### SOURCE DATA ###
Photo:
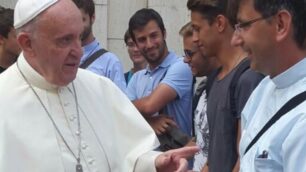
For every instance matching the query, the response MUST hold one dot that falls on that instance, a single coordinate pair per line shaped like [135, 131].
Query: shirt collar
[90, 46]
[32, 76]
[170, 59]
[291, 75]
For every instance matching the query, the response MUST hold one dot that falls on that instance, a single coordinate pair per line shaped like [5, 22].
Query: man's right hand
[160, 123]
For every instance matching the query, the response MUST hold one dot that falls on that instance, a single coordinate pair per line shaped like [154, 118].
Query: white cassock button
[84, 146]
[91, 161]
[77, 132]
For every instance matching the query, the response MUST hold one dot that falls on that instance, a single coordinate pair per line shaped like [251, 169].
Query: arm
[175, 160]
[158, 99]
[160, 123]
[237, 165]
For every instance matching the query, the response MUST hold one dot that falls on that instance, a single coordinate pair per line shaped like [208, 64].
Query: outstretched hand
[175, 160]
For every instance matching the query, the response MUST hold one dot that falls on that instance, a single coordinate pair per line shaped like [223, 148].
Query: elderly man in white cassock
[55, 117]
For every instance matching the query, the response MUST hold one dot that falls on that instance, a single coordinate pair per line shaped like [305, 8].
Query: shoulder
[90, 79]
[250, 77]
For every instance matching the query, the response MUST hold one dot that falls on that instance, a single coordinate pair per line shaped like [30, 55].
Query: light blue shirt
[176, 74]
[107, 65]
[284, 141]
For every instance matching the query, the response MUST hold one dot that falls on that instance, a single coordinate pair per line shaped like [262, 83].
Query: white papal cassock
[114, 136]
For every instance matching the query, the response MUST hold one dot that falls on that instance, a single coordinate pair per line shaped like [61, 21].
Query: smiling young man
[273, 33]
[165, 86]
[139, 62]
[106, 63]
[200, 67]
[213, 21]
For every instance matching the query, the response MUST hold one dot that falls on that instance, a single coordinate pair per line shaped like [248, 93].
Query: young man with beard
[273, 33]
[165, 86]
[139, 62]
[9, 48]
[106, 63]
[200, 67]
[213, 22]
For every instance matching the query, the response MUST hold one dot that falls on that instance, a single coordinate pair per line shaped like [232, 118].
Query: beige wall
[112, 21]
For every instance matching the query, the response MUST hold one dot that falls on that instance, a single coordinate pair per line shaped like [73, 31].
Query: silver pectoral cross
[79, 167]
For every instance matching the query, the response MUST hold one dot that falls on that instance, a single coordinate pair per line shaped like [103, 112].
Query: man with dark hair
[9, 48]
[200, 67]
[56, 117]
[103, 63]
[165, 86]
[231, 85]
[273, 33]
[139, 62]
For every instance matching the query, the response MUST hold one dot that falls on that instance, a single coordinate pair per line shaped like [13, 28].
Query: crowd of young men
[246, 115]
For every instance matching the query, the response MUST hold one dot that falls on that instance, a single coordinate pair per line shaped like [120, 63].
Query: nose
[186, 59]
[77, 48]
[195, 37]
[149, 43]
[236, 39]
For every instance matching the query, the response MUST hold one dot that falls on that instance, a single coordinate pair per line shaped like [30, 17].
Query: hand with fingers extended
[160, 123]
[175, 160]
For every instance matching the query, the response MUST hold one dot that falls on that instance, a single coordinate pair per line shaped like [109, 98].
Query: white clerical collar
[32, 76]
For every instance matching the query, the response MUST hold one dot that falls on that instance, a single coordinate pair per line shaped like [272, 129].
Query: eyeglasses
###
### SOURCE DATA ###
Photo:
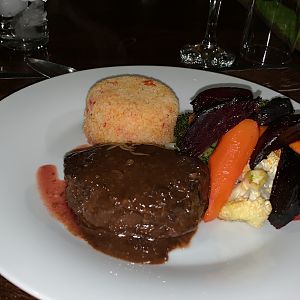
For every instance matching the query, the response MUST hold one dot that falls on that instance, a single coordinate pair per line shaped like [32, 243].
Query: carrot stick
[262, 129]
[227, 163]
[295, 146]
###
### SOURCE DATA ###
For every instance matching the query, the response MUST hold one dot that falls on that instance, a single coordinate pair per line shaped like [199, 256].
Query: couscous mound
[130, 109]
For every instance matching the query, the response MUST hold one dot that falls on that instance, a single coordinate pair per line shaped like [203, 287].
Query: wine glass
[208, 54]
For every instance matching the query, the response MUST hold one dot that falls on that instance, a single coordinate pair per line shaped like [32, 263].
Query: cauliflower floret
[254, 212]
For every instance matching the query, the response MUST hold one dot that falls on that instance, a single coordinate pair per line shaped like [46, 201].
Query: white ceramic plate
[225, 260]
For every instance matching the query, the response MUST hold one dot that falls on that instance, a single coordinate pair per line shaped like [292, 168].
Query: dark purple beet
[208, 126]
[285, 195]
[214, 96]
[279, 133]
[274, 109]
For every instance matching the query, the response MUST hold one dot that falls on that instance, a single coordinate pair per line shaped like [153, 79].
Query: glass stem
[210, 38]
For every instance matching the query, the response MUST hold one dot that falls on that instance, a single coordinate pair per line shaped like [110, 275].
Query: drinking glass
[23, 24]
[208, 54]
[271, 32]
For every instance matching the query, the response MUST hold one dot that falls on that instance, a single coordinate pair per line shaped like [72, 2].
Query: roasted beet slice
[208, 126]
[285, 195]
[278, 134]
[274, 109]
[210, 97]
###
Reprint exactly the lines above that start at the one with "Query: man's right hand" and end at the one with "like [248, 93].", keeping both and adding none.

RESPONSE ->
Query: man's right hand
[160, 123]
For every instance matching the query, the response MUST hold one dot that falls on that instance, a single coordinate pair per line shaped like [154, 118].
Query: white cassock button
[84, 146]
[91, 161]
[77, 132]
For every instance matching the query, the response MUST hold one dot that falls on that instance, a single coordinate pair per line shaped like [251, 169].
Query: arm
[175, 160]
[158, 99]
[160, 123]
[237, 165]
For every instance matching the query, the response MUST hold one dot that falls on that instance, a single coordinate pair per line shaped like [208, 64].
Query: outstretched hand
[175, 160]
For every instance matching the query, the response MUST hold one dot that falls on that instance, a single coordinate pair per line shaped like [223, 148].
Query: elderly man in white cassock
[55, 117]
For every instance matching the query, the response MUST hold one dot that falls on that instance, a single coordinate pair per line shaped like [305, 8].
Query: shoulder
[90, 79]
[250, 77]
For every instance matching the query, the response MUST hold one dot that falls on that instance, a single coordinate pair per line shaped like [30, 55].
Query: light blue shirt
[176, 74]
[107, 65]
[284, 141]
For every instance matching the query, the response MUST hold one dot that falls on that instance, a single coordinate pair per line shaped like [262, 83].
Query: white papal cassock
[114, 136]
For every instance matching the query, the response MUST hold one dot that falls on that instance, a single coordinate pair per line shaped like [61, 21].
Query: smiling young man
[273, 33]
[165, 86]
[139, 62]
[106, 63]
[200, 67]
[213, 21]
For every instance matching the query, the response MUST hold one dot that falls on that instance, a single coordinate pair per line shaped like [248, 93].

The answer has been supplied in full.